Written exercise. Copy every line of the material below without changing anything.

[Records from a point-labeling set]
..........

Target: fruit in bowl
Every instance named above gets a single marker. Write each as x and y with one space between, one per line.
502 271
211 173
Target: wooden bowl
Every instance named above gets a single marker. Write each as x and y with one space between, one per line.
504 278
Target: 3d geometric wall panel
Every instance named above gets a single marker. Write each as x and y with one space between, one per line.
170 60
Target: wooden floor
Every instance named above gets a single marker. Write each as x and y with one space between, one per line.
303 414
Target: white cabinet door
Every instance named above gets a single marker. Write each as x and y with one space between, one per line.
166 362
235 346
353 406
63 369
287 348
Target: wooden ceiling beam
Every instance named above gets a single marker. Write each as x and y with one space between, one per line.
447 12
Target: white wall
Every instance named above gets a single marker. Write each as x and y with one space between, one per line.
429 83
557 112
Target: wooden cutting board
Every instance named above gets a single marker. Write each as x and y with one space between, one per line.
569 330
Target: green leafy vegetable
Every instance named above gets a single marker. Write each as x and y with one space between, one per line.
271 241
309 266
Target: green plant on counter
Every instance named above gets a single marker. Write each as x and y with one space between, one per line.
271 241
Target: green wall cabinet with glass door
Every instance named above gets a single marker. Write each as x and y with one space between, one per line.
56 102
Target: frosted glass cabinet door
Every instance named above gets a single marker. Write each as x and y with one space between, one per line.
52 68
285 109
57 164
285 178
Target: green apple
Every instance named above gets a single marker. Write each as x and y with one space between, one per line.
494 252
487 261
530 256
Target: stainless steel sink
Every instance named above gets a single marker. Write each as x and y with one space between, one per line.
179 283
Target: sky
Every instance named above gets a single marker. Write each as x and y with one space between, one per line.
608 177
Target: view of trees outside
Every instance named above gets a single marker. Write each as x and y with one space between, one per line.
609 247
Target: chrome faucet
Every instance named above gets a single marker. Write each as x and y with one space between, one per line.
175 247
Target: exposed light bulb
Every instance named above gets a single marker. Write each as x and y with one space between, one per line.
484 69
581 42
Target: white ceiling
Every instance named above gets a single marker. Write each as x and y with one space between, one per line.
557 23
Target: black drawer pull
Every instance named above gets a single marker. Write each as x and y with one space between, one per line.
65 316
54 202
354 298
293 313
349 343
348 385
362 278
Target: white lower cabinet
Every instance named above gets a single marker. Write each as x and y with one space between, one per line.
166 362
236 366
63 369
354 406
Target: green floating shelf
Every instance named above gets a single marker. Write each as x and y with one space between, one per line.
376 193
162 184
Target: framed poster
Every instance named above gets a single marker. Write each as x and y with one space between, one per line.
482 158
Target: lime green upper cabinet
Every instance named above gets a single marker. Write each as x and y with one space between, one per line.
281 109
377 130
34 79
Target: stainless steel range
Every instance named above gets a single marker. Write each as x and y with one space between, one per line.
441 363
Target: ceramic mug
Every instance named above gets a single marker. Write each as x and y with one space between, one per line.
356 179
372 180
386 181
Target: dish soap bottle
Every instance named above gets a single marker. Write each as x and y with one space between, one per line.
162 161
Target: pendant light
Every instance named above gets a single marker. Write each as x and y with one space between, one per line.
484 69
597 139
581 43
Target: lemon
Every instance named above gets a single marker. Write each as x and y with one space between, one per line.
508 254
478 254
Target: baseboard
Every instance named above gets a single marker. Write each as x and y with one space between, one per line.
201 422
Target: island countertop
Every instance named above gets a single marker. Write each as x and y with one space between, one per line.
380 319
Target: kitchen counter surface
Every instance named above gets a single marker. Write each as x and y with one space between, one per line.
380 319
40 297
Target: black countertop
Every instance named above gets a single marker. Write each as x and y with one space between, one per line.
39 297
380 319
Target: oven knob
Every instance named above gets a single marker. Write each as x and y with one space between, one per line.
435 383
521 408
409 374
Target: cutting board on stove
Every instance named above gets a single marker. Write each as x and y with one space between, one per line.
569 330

..........

Output of the exercise.
Target: fruit in bowl
Every instance named above gets a single marker. Write each as x and y with one space between, one per line.
502 271
211 173
Target: wooden bowl
Every instance named above gets a single marker. Write each as x and y with one space between, one per line.
504 278
Target: 3d geometric wall panel
Every instance named above gets a single marker. Write each as x and y with one space between, one per line.
170 60
Target: wooden floor
Every instance named above gets a single marker. Write each as x and y with one space between, one per line.
303 414
Target: white cabinet door
Every instance named above gets a single marker. Write each as x and y with one space between, one per line.
166 362
235 346
353 406
63 369
287 348
Target: wooden ceiling beam
Every instance named above gets a single marker. Write each as x and y with one space between, one per line.
447 12
Target: white wall
Every instance named above gets a single marker. Write each as x and y with one space between, one per line.
429 83
557 112
Target: wooden cutting board
Every instance named above gets a single marker. Write each as x and y with one space between, one per line.
569 330
Target: green leafy vegetable
Every instance named above gets a single marker. Write each as x and y with one space between, one per line.
271 241
309 266
Target: green plant on counter
Every instance named above gets a single marker. Write each as x and y with one space between, one per line.
271 241
Target: green wall cabinet with glass door
Every instance named above gets a single marker. Write each as x and y with one space between, one per line.
56 102
Target: frosted glass cabinet door
Every instance named above gets a single marker. Write each as x and y with one space between, one per line.
52 68
285 109
57 164
285 178
Target: green apple
Every instance named above gets a single marker. Write each as x and y with one space between, one per line.
494 252
487 261
530 256
Target: stainless steel sink
Every instance named above gets a single marker. Write each as x and y with one space between, one per line.
179 283
Target: sky
Every instance named above gets a single marker. Write each as x and y with one space between, one per line.
608 177
Target: view of trees outside
Every instance named above gets a single marker. Write each as x and y with one space between, one per line.
609 247
Target: chrome faucet
Every instance named above gets a single marker. Write each as x and y with one space between, one per line.
175 247
Target: exposed light bulb
Every instance named above gets a single marker. Write each as x and y with one space between, one per line.
484 69
581 42
Target: white ceiling
Every instance named above gets a single marker. Write each as x and y with one space between, one per line.
557 23
Target: black drawer pull
Every instance named above gets a single marker. Write each as x and y with one space between, one per line.
65 316
54 202
354 298
293 313
349 343
348 385
362 278
Target: white lower cabinet
Every instance named above gets a single marker. Write each as x and y with one space between, one per line.
166 362
236 366
63 369
354 406
Target: green floating shelf
Every instance named above gets a single marker. Write each as x and y with one space between, one per line.
376 193
162 184
Target: framed poster
Every instance named above gets a single marker. Write each as x and y with one space between, one per line.
482 158
Target: lime green upper cabinet
Every instance named above gets a single marker. Write each as x and y with one space between, one per line.
281 109
377 130
34 79
Target: stainless steel range
Every instance named above gets a single marker. Write each as x and y with one space between, one per line.
441 363
Target: ceramic mug
Every instance named above gets a single marker. Write each as x and y with one space between, one per line.
356 179
372 180
386 181
Target: dish soap bottle
Every instance named above gets a single marker. Write each as x and y with one space between, one per line.
162 161
Target: pendant light
Every instance named above gets a single marker. Write each as x and y with one space between, one per line.
484 69
597 139
581 43
Target: lemon
Every instance named above gets a single marker. Write each as x and y with one space between, one per line.
508 254
478 254
Target: baseboard
Every instance named above gets a single marker. Write each as x and y with one space between, one per line.
201 422
Target: island countertop
Every instance named above gets a single marker. Write each as x and y with one space between, one per line.
380 319
Target: kitchen counter surface
Every instance named above gets a single marker. Write each as x and y with one space between, one per line.
380 319
40 297
Target: black countertop
Every instance named above gets a single marker. Write each as x and y with one space between, one per line.
39 297
380 319
Target: oven knob
Every instance named above gets a single marker. Write each as x and y with one space between, one per line.
435 383
521 408
409 374
Target: cutting board on stove
Every instance named above gets a single marker. Write each as x and y with one space between, one per line.
569 330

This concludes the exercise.